**Testo da analizzare**

....

Frasi del tipo “i cittadini hanno i politici che si meritano”, “loro li hanno votati”, “siete dei pecoroni”, e così via, che spesso leggiamo o ascoltiamo nella vulgata hanno un loro fondamento ma non muovono di un millimetro la questione.
E la questione è educativa e culturale. Fino a quando ci sarà una grossa fetta della popolazione incapace di partecipare al discorso pubblico con il necessario bagaglio di cultura, la democrazia sarà inquinata da una legittimazione di un potere politico scadente che a sua volta alimenta una scarsa qualità della base sociale del consenso.
Se ad amministrare una regione sono stati delegati degli incapaci, la delega è conseguenza di una cittadinanza incapace che a sua volta è vittima di un sistema educativo – in senso ampio – ridotto, intenzionalmente, a brandelli.
Una volta c’erano le scuole di formazione politica (quelle vere) e non a caso, nonostante tutto, il Paese poteva contare su uomini politici di elevata statura, a prescindere dalle loro posizioni politiche. C’erano luoghi di discussione e di apprendimento che erano le sezioni dei partiti e le sedi delle associazioni civili e culturali di massa. È una semplificazione, certo, ma che aiuta a capire il motivo per cui, senza un ritorno all’educazione politica la democrazia e le libertà saranno sempre più sottomesse a regimi fintamente democratici.
La Basilicata non può aspettare
Quando, riferendoci ai lucani, affermiamo che sono “pecoroni” o che non sanno votare, dobbiamo considerare la realtà appena descritta.
Ad ogni modo qui non possiamo aspettare l’arrivo di nuovi sofisti né una campagna massiccia di educazione alla politica e di elevazione culturale della popolazione.
In Basilicata, dove non sarebbe esagerato ormai parlare di legalismo autocratico, è legittimo e legale l’attuale governo Bardi. Qui tutto ciò che è legale è legittimo e solo ciò che è legittimo è legale. Tuttavia molti ormai pensano che questa amministrazione regionale sia inadeguata ad affrontare e gestire i problemi sul tappeto. Ed è ormai evidente che il mandato elettorale è usato al servizio di un’agenda confusa, impregnata di incertezze e ricamata sulla brama del potere fine a se stesso. Governare una regione è cosa diversa dal comandare una pattuglia di assessori litigiosi e un plotone di consiglieri regionali “fratelli coltelli”

....

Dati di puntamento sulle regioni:
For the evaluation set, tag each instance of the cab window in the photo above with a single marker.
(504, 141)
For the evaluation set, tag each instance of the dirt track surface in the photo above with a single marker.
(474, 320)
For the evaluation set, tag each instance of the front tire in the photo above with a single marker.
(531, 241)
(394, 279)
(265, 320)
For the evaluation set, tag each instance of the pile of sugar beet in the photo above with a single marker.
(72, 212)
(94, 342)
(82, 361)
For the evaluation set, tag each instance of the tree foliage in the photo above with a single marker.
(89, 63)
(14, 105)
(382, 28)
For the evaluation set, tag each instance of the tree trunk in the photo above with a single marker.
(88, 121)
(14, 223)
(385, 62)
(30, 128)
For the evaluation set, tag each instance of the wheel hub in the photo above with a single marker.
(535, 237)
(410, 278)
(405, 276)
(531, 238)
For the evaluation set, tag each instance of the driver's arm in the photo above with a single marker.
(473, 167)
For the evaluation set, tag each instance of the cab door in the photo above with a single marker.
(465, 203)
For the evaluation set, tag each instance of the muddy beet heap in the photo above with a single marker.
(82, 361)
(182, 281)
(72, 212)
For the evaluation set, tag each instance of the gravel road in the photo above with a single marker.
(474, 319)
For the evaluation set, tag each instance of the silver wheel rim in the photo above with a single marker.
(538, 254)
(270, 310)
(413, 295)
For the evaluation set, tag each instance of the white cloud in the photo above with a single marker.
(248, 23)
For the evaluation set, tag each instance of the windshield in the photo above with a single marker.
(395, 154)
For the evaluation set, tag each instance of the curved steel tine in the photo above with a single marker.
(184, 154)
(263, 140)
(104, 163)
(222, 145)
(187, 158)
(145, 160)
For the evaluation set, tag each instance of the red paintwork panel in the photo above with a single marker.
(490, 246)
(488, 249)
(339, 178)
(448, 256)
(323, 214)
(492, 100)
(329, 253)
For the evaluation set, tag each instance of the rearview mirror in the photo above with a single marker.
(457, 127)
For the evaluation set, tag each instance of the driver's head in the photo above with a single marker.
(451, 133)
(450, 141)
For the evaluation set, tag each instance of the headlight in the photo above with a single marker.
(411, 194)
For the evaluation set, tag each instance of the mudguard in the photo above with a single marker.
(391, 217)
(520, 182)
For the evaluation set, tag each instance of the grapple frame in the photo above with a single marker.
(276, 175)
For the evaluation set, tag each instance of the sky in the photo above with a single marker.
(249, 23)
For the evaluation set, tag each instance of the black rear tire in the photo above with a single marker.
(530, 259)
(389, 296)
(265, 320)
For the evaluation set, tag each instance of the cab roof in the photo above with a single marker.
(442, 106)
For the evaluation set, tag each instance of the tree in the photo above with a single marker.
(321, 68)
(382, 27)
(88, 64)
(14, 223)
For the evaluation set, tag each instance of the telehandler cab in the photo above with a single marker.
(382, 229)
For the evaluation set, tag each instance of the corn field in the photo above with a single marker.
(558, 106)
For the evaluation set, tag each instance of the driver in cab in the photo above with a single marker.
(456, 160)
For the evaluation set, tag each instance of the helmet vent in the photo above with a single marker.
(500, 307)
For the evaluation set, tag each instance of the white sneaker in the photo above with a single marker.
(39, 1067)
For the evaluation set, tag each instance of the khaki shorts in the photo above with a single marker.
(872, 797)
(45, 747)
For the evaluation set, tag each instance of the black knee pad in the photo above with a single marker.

....

**Compiti da svolgere**
**A)** Trasforma in un elenco puntato il paragrafo del testo sulla politica in Basilicata che inizia con «Una volta c'erano le scuole». Mantieni i fatti principali.
**B)** Rispondi a queste domande sul testo sulla politica in Basilicata:
(i) Di che tipo è «la questione», secondo il testo?
(ii) Come viene descritto il sistema educativo di cui sarebbe vittima una cittadinanza incapace?
(iii) Quale governo regionale è definito legittimo e legale?

**Risposte**
**A)**
- Un tempo esistevano vere scuole di formazione politica.
- Anche per questo il Paese poteva contare su politici di grande statura, qualunque fosse la loro posizione politica.
- Le sezioni dei partiti e le sedi delle associazioni civili e culturali di massa erano luoghi di discussione e di apprendimento.
- È una semplificazione, ma aiuta a capire un punto: senza un ritorno all'educazione politica, democrazia e libertà saranno sempre più sottomesse a regimi solo in apparenza democratici.

**B)**
(i) È una questione educativa e culturale.
(ii) Come un sistema educativo, in senso ampio, ridotto intenzionalmente a brandelli.
(iii) L'attuale governo Bardi.